- What you are asked to do
Nothing in the entries may differ when you return them.

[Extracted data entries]
-- -- --

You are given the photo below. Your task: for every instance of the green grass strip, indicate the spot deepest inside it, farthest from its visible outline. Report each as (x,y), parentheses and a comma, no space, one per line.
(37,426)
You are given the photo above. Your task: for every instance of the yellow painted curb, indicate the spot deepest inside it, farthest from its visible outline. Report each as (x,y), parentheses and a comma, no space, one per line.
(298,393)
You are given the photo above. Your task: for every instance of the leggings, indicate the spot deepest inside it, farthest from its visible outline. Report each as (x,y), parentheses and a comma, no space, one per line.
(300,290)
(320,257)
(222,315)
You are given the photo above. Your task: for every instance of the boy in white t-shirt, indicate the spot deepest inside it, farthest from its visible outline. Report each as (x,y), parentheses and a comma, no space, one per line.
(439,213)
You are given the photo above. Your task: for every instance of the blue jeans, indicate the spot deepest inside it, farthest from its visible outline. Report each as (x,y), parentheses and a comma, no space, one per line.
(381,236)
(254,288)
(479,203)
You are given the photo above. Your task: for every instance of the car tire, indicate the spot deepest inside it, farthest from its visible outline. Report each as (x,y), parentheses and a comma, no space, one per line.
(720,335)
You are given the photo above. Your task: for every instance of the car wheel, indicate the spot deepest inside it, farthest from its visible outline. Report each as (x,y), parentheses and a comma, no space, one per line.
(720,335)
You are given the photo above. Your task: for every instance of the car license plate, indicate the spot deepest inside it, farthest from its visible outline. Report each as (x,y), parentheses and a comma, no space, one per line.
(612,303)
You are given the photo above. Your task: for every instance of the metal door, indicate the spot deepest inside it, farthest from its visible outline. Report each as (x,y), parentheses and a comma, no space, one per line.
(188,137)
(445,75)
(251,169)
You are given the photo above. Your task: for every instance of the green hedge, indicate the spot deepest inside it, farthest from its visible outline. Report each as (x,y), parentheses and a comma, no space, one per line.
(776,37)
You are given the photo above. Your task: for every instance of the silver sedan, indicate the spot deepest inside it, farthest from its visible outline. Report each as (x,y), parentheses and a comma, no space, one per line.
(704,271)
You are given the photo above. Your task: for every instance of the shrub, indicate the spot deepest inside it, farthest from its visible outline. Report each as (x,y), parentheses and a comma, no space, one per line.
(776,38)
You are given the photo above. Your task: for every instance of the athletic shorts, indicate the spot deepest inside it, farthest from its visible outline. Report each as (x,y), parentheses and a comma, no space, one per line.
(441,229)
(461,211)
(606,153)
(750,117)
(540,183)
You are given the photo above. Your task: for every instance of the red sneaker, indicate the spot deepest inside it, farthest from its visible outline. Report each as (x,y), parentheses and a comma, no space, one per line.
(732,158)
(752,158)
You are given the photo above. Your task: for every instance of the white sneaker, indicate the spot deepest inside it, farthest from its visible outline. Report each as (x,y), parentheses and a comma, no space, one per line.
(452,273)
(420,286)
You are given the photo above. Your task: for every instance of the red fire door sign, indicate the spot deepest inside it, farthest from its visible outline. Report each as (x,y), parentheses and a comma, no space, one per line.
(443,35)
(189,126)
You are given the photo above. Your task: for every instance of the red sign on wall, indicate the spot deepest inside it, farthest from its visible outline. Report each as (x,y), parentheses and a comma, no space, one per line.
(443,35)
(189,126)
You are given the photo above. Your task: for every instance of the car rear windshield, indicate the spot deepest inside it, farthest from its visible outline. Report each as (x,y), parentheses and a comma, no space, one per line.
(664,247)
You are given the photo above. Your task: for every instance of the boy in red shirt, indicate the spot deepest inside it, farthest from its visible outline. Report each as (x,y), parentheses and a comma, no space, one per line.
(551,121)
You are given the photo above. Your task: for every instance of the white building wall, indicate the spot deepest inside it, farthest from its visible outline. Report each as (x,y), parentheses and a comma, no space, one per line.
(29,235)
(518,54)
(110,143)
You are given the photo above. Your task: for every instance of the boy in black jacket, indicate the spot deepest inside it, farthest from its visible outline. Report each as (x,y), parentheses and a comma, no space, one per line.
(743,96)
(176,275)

-- -- --

- Your solution
You are given the photo below. Your task: for every instance of the green grass strip, indicate the spot deepest inside it, farthest from its visible outline. Report each as (x,y), parentheses and a comma, no space, one per line.
(37,426)
You are given the photo above. Your task: for every instance of the yellow painted curb, indicate the spot deepest inside it, farthest from its visible outline. Report each as (x,y), parentheses and a comma, no space, one per line.
(298,393)
You are given the photo above. Your task: for every instance of the leggings, indicate the spot deepest inside it, farthest from its visible outline. Report each as (x,y), parentheses and a comma, no space, one per line.
(300,290)
(320,257)
(222,315)
You are given the photo above. Your task: for every instance of the boy in white t-shirt, indicate the spot deepest inside it, farthest from its visible outline. Report each as (x,y), parentheses and a comma, no space, one per line.
(439,213)
You are given the photo above. Your task: for every instance of the blue jeans, indicate the spot deepest inside it, farthest from its visible outline. Report each as (x,y), parentheses and a comma, no space, one per line.
(381,236)
(254,288)
(479,203)
You are given the photo above. Your task: for every instance of the car tire, indicate the spot deepest inside it, farthest from its visible outline. Report each as (x,y), parentheses and a comma, no space, one per line.
(720,335)
You are given the photo above. Your task: for every instance of the car wheel, indicate the spot deepest inside it, farthest from its visible outline. Report each as (x,y), parentheses and a comma, no space, one per line.
(720,335)
You are given the photo above. Your task: for every instance of the car license plate, indicate the spot deepest inside it, farthest from its visible outline. Report each as (x,y), parentheses and a comma, no space, one per line.
(612,303)
You are given the photo above. Your task: for every instance of the metal door, indicate the spot deepest inside it, farthest from its visible outline. Report each as (x,y), parentheses and a comma, no space, one per line.
(188,137)
(445,75)
(251,169)
You are given the photo above. Your task: for every instance of the green hedge, indicate the spot deepest inside it, farthest from its visible outline. Report each as (x,y), parentheses and a comma, no space, one per line.
(776,37)
You are given the photo above. Your task: for every instance of the silver sedan, indicate the spot deepest inside it, farthest from its visible outline. Report each as (x,y), parentheses and a comma, no space, one per line.
(704,271)
You are given the photo above. Your task: for every instance of the shrub, indicate the spot deepest inside it, farthest from its visible outline. Report each as (x,y), parentheses and a comma, no space, one per line.
(776,38)
You are given the photo above. Your task: for every instance of the athletic shorts, indicate the spot deepest inside it, farthest from its visible outline. Report each as (x,y), parentheses and a comma, no space, one per line.
(441,229)
(461,211)
(606,153)
(750,117)
(540,183)
You are given the photo above. Your task: for every instance of the red sneaker, indicate the spot deepest inside it, farthest from its visible outline. Report each as (x,y), parentheses and a comma, no space, one per line.
(732,158)
(752,158)
You are given the photo above. Your task: for every instance of the white sneaker, indicate the spot deepest inside it, farthest from its visible outline. Report each as (x,y), parentheses and a comma, no space, one per line.
(452,273)
(420,286)
You are given the photo above. Your task: for every instance of the red fire door sign, indicate the spot deepest inside it, farthest from its visible outline. Report each as (x,y), parentheses and a comma, no space, one per line.
(443,35)
(189,126)
You are given the photo above. Your task: for every instance of the red sign on wall, indicate the spot deepest inside it, farthest from its visible outline. Report each as (x,y), parentheses and a comma, no space, one per line.
(443,35)
(189,126)
You are given the photo above. Your task: for every instance of the car rear windshield, indicate the spot deepest inside it, farthest from its visible outline. Report each as (x,y), parentheses and a comma, no space, one per line.
(664,247)
You are given the photo above. Your task: for every instance of the boy in red shirt, indicate the spot deepest inside it, farthest from its visible outline. Report each as (x,y), parentheses and a comma, no space, one per line.
(551,121)
You are given the photo above. Your task: for every instance of the white building wall, indicate the spot deepest inside it, farthest from its visible outline. Report each as (x,y), parentheses and a comma, no space, one per line.
(29,235)
(518,54)
(110,143)
You are given the photo above. Your task: for every instance of the boy in black jacket, indicate the spot deepest inside it, farthest from its visible outline. Report each as (x,y), parentheses and a comma, no space, one per line.
(743,96)
(176,275)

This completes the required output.